Image boundary labeling items:
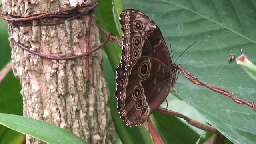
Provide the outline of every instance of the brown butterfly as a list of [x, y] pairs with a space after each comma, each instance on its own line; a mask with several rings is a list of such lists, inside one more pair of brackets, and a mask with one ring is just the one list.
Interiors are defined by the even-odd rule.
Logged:
[[150, 18], [127, 9], [119, 22], [123, 44], [115, 95], [121, 118], [132, 127], [143, 124], [166, 99], [177, 80], [177, 68], [160, 29]]

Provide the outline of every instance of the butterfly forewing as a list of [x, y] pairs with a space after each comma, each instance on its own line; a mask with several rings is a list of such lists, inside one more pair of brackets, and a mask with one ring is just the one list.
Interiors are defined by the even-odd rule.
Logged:
[[176, 81], [160, 29], [140, 12], [120, 14], [122, 57], [116, 69], [117, 110], [129, 126], [142, 124], [166, 97]]

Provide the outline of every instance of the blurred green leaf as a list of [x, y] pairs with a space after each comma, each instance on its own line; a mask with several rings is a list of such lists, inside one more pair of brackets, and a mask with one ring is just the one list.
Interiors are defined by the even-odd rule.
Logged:
[[67, 130], [30, 118], [0, 113], [0, 124], [50, 144], [87, 143]]
[[256, 66], [238, 61], [237, 64], [241, 66], [252, 78], [256, 81]]

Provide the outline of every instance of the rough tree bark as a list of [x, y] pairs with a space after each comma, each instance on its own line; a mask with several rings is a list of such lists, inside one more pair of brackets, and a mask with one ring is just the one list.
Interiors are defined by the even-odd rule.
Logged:
[[[6, 0], [3, 1], [3, 12], [26, 17], [92, 2], [81, 1]], [[9, 23], [13, 72], [22, 86], [24, 116], [65, 128], [91, 143], [113, 143], [114, 126], [107, 104], [109, 94], [101, 52], [89, 56], [87, 80], [85, 58], [50, 60], [22, 50], [11, 40], [48, 55], [81, 54], [100, 44], [94, 17], [90, 48], [86, 46], [89, 18], [86, 14], [62, 24], [42, 26], [18, 26]], [[26, 140], [27, 144], [42, 143], [28, 136]]]

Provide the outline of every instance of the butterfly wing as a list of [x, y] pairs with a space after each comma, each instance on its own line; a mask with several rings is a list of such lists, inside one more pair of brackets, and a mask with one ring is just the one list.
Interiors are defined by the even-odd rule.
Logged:
[[131, 63], [117, 97], [117, 110], [127, 125], [143, 123], [165, 100], [172, 86], [169, 68], [154, 58], [143, 56]]
[[165, 100], [176, 70], [156, 24], [142, 12], [123, 11], [122, 56], [116, 69], [117, 110], [130, 126], [142, 124]]

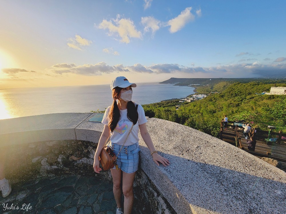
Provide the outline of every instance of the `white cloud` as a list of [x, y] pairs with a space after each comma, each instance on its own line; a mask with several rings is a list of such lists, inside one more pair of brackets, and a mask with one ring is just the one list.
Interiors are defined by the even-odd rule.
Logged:
[[31, 72], [35, 73], [36, 72], [33, 70], [27, 70], [25, 69], [20, 68], [2, 68], [1, 70], [3, 73], [6, 74], [16, 74], [19, 72]]
[[126, 44], [130, 42], [130, 38], [142, 38], [141, 32], [137, 31], [132, 20], [120, 18], [120, 16], [118, 15], [116, 19], [113, 19], [110, 21], [104, 19], [98, 27], [100, 29], [108, 29], [109, 36], [119, 36], [121, 38], [120, 41]]
[[125, 72], [157, 74], [204, 74], [209, 76], [218, 78], [223, 76], [240, 78], [285, 76], [286, 73], [286, 64], [264, 65], [259, 64], [259, 62], [255, 62], [252, 64], [244, 63], [206, 68], [190, 67], [178, 64], [155, 64], [147, 66], [137, 63], [131, 66], [124, 66], [121, 64], [111, 66], [101, 62], [95, 64], [79, 66], [73, 64], [61, 63], [53, 65], [47, 70], [47, 71], [61, 74], [71, 73], [85, 75], [101, 75]]
[[170, 26], [169, 31], [174, 33], [182, 29], [187, 23], [194, 20], [195, 16], [191, 13], [192, 7], [187, 7], [176, 18], [168, 21], [168, 25]]
[[243, 55], [247, 55], [249, 54], [249, 53], [248, 52], [242, 52], [238, 54], [237, 54], [235, 55], [235, 56], [242, 56]]
[[104, 53], [108, 54], [111, 54], [114, 55], [119, 55], [119, 53], [118, 51], [116, 51], [113, 50], [113, 49], [112, 48], [106, 48], [102, 49], [102, 51]]
[[78, 35], [76, 35], [74, 38], [70, 38], [67, 44], [69, 47], [74, 49], [81, 51], [81, 47], [83, 46], [89, 46], [92, 42]]
[[200, 17], [202, 16], [202, 10], [200, 9], [197, 10], [196, 11], [196, 13], [197, 14], [197, 15], [199, 17]]
[[151, 29], [153, 36], [155, 32], [160, 29], [161, 25], [160, 21], [151, 16], [141, 17], [141, 23], [144, 26], [144, 32], [148, 32]]
[[144, 9], [146, 10], [151, 6], [151, 3], [153, 0], [144, 0]]
[[277, 62], [283, 61], [286, 61], [286, 57], [279, 57], [275, 59], [274, 62]]

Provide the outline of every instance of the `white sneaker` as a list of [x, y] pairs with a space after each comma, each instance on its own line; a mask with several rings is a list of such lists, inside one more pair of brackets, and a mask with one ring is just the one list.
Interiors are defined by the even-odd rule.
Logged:
[[122, 211], [122, 208], [118, 208], [116, 209], [116, 213], [115, 214], [124, 214]]
[[9, 181], [5, 178], [3, 180], [4, 180], [0, 183], [0, 190], [2, 191], [2, 196], [5, 198], [10, 194], [12, 188], [9, 183]]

**WHAT YOU SHOULD DO:** Reproduce all of the material above word for word. Omit the pictures.

**SOLUTION FOR THIS PROBLEM:**
Provide the outline of every instance of the brown butterfly as a list of [x, y] pairs with a space after each comma, each instance on its own line; a mask with several rings is a list of such lists, inside one more pair of brackets, and a mask with one ring is just the one list.
Interiors are defined by the even-odd rule.
Logged:
[[150, 18], [127, 9], [119, 22], [123, 44], [115, 95], [121, 118], [132, 127], [143, 124], [166, 99], [177, 80], [177, 68], [160, 29]]

Provide the outline of every instance of the butterfly forewing as a list of [x, y] pairs with a space after each comma, each instance on its own line; a mask with several rings is a list of such lists, inside one more pair of brackets, and a mask with one ring is just the one list.
Interiors are defined by the even-odd rule.
Logged:
[[176, 81], [160, 29], [140, 12], [120, 14], [122, 57], [116, 69], [117, 110], [129, 126], [142, 124], [166, 97]]

Provide the outline of every instance of the blurred green leaf as a list of [x, y] pairs with a space after each comma, each instance on its own line; a mask with several rings is a list of such lists, inside one more pair of brackets, and a mask with one ring is just the one list.
Interiors are defined by the even-odd rule.
Logged:
[[67, 130], [30, 118], [0, 113], [0, 124], [50, 144], [87, 143]]
[[256, 66], [238, 61], [237, 64], [241, 66], [252, 78], [256, 81]]

Provide the outline of every instance of the rough tree bark as a list of [x, y] pairs with a space after each comma, each instance on its own line; a mask with several rings is a list of such lists, inside one more pair of brackets, and a mask with one ring is just the one list.
Interiors are defined by the even-odd rule.
Logged:
[[[6, 0], [3, 1], [3, 12], [26, 17], [92, 2], [81, 1]], [[9, 23], [13, 72], [22, 86], [24, 116], [65, 128], [91, 143], [113, 143], [114, 126], [107, 104], [109, 94], [101, 52], [89, 56], [87, 80], [85, 58], [50, 60], [22, 50], [11, 40], [48, 55], [81, 54], [100, 44], [94, 17], [90, 48], [86, 46], [89, 18], [86, 14], [62, 24], [42, 26], [18, 26]], [[26, 140], [27, 144], [42, 143], [28, 136]]]

Provide the outline of every instance of the butterfly wing as a list of [x, y] pairs with a space after each comma, each instance on its own line; a mask with several rings is a list of such lists, inside one more pair of brackets, and a mask with one ring is just the one list.
Interiors are defined by the even-odd rule.
Logged:
[[131, 63], [117, 97], [117, 110], [127, 125], [143, 123], [165, 100], [172, 86], [169, 68], [154, 58], [143, 56]]
[[165, 100], [176, 70], [156, 24], [142, 12], [123, 11], [122, 56], [116, 69], [117, 110], [130, 126], [142, 124]]

Provide the outline of every instance of the `white cloud` as a list of [x, y] pairs with a space after each comma, each instance on its own line; a mask with several rings is a list of such lists, inside one more pair of brackets, and a mask with one ring is just the one list.
Interiors are defined by the even-odd rule.
Logged:
[[31, 72], [35, 73], [36, 72], [33, 70], [27, 70], [25, 69], [20, 68], [2, 68], [1, 70], [3, 73], [6, 74], [16, 74], [19, 72]]
[[126, 44], [130, 42], [130, 38], [142, 38], [141, 32], [137, 31], [132, 20], [120, 18], [120, 16], [118, 15], [116, 19], [113, 19], [110, 21], [104, 19], [98, 27], [100, 29], [108, 29], [109, 36], [119, 36], [121, 38], [120, 41]]
[[125, 72], [157, 74], [204, 74], [209, 76], [218, 78], [223, 76], [240, 78], [285, 76], [286, 73], [286, 64], [264, 65], [259, 64], [259, 62], [255, 62], [252, 64], [244, 63], [206, 68], [190, 67], [178, 64], [155, 64], [147, 66], [137, 63], [131, 66], [124, 66], [121, 64], [111, 66], [101, 62], [95, 64], [79, 66], [73, 64], [61, 63], [53, 65], [47, 70], [47, 71], [61, 74], [71, 73], [85, 75], [101, 75]]
[[170, 26], [169, 31], [174, 33], [182, 29], [187, 23], [194, 20], [195, 16], [191, 13], [192, 7], [187, 7], [176, 18], [168, 21], [168, 25]]
[[243, 55], [247, 55], [249, 54], [249, 53], [248, 52], [242, 52], [238, 54], [237, 54], [235, 55], [235, 56], [242, 56]]
[[104, 53], [108, 54], [111, 54], [114, 55], [119, 55], [119, 53], [118, 51], [116, 51], [113, 50], [113, 49], [112, 48], [106, 48], [102, 49], [102, 51]]
[[78, 35], [76, 35], [74, 38], [70, 38], [67, 44], [69, 47], [74, 49], [81, 51], [81, 47], [83, 46], [89, 46], [92, 42]]
[[200, 17], [202, 16], [202, 10], [200, 9], [197, 10], [196, 11], [196, 13], [197, 14], [197, 15], [199, 17]]
[[151, 29], [153, 36], [155, 32], [160, 29], [161, 25], [160, 21], [151, 16], [141, 17], [141, 23], [144, 26], [144, 32], [148, 32]]
[[144, 9], [146, 10], [151, 6], [151, 3], [153, 0], [144, 0]]
[[277, 62], [283, 61], [286, 61], [286, 57], [279, 57], [275, 59], [274, 62]]

Provide the outline of every instance of the `white sneaker` as a list of [x, y] pairs with a space after each comma, each instance on its own line; a mask with several rings is a list of such lists, inside one more pair of brackets, and a mask with one ring is just the one list.
Interiors are defined by the even-odd rule.
Logged:
[[122, 211], [122, 208], [118, 208], [116, 209], [116, 213], [115, 214], [124, 214]]
[[9, 181], [5, 178], [3, 180], [4, 180], [0, 183], [0, 190], [2, 191], [2, 196], [5, 198], [10, 194], [12, 188], [9, 183]]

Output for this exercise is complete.